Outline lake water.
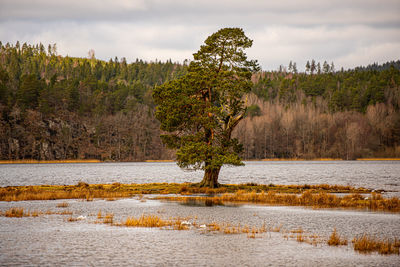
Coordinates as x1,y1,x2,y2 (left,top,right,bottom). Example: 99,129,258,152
0,161,400,195
0,198,400,266
0,161,400,266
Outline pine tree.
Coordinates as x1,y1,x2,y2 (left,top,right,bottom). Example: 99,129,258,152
153,28,258,187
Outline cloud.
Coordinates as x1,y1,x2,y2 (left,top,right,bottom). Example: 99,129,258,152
0,0,400,69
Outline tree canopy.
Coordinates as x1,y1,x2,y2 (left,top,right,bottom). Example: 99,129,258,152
153,28,258,187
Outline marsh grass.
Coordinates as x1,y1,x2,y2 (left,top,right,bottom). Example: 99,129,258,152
0,207,72,218
0,182,370,201
4,208,26,218
157,190,400,212
352,234,400,255
103,213,114,224
57,202,69,208
327,228,347,246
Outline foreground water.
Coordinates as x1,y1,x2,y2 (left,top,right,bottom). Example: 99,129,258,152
0,161,400,196
0,198,400,266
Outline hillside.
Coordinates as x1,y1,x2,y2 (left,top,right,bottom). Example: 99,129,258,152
0,43,400,161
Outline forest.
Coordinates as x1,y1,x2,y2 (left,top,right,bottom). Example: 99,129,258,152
0,42,400,161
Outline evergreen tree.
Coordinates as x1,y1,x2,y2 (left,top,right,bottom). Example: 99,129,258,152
153,28,258,187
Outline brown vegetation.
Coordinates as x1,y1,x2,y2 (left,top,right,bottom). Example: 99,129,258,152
352,234,400,254
0,182,370,201
157,190,400,212
328,228,347,246
57,202,69,208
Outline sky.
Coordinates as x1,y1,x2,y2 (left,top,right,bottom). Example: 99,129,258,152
0,0,400,70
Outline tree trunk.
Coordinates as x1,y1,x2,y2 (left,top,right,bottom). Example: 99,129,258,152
200,167,221,188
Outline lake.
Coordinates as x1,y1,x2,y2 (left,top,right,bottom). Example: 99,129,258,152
0,161,400,196
0,161,400,266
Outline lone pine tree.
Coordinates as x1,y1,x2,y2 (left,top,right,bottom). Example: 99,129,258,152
153,28,259,187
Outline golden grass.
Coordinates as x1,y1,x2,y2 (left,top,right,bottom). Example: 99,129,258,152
261,158,343,161
357,158,400,161
327,228,347,246
57,202,69,208
4,208,25,218
103,213,114,224
0,207,72,218
0,182,370,201
122,215,173,228
157,190,400,212
0,159,101,164
352,234,400,254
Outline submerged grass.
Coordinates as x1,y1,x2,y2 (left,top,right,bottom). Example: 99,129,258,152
0,182,370,201
352,234,400,254
0,207,72,218
157,190,400,212
327,228,347,246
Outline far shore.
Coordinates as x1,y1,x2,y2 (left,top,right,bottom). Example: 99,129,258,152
0,158,400,164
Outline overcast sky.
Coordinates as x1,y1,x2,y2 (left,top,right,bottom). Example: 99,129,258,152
0,0,400,70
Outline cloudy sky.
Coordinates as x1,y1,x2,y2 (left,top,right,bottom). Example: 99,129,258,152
0,0,400,70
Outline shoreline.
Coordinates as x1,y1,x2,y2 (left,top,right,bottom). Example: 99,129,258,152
0,158,400,165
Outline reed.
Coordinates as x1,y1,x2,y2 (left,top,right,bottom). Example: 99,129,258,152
103,213,114,224
57,202,69,208
4,208,26,218
327,228,347,246
157,190,400,212
352,234,400,254
122,215,172,228
0,182,370,201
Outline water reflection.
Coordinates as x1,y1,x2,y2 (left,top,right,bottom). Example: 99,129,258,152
0,161,400,196
0,198,400,266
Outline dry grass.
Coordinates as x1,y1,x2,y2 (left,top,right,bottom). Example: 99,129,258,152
0,182,370,201
122,215,176,228
57,202,69,208
0,159,101,164
158,190,400,212
352,234,400,255
327,228,347,246
4,208,26,218
0,207,72,218
67,216,78,222
103,213,114,224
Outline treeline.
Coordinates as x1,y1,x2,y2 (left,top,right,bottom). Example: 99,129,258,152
236,61,400,159
0,40,186,160
0,42,400,161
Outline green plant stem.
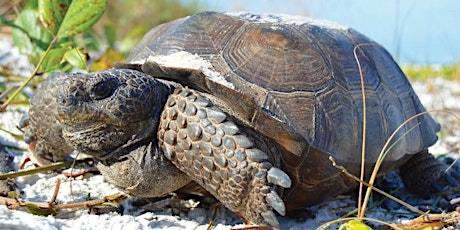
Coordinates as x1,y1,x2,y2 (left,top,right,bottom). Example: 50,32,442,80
0,36,58,111
353,44,367,219
0,161,73,180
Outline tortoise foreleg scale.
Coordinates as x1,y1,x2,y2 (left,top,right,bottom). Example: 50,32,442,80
158,88,291,226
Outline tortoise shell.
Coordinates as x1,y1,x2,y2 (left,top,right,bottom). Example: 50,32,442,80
118,12,440,209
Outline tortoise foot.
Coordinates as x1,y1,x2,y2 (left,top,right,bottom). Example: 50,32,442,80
158,88,291,226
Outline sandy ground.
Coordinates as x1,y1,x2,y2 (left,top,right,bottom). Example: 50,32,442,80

□ □ □ □ □

Please write out again every line from the one containing "Outline sky." down to the one containing "0,158,400,164", both included, offsetting each bounding-box coordinate in the answers by -120. Leave all other lines in these rows unchanged.

- **EXERCISE RESPONSE**
Outline sky.
Coordinates as x1,y1,x2,y2 (left,top,right,bottom). Example: 99,129,258,152
-120,-120,280,-50
Outline tree trunk.
Coordinates as x1,y1,x2,y2 (left,top,right,bottom). Example: 99,129,258,152
80,47,101,68
Outline lake.
Coordinates as x1,y1,x2,y2 (left,top,right,bottom). Example: 99,129,258,152
-120,41,280,76
-120,41,280,146
Outline lone pine tree.
Coordinates as x1,y1,x2,y2 (left,top,right,bottom). Example: 99,129,258,152
33,-92,139,67
Outline golden grass.
Coordinates as x1,y1,x2,y2 (left,top,right,bottom). Example: 99,129,258,152
141,38,223,41
237,38,280,41
207,108,227,126
-63,82,-51,88
-116,88,-95,98
-17,93,-6,104
-120,87,-48,98
-120,62,250,81
2,95,53,108
37,70,280,92
-120,39,-19,44
232,114,280,134
Outline submerged grass.
Coordinates as x1,y1,x2,y2 (left,top,right,bottom). Example: 99,129,258,152
-120,62,250,81
232,114,280,134
-120,87,-48,98
37,70,280,92
207,108,227,126
Outline far shore.
Coordinates as x1,y1,x2,y2 (left,top,right,bottom). Example: 99,129,258,152
-120,38,280,44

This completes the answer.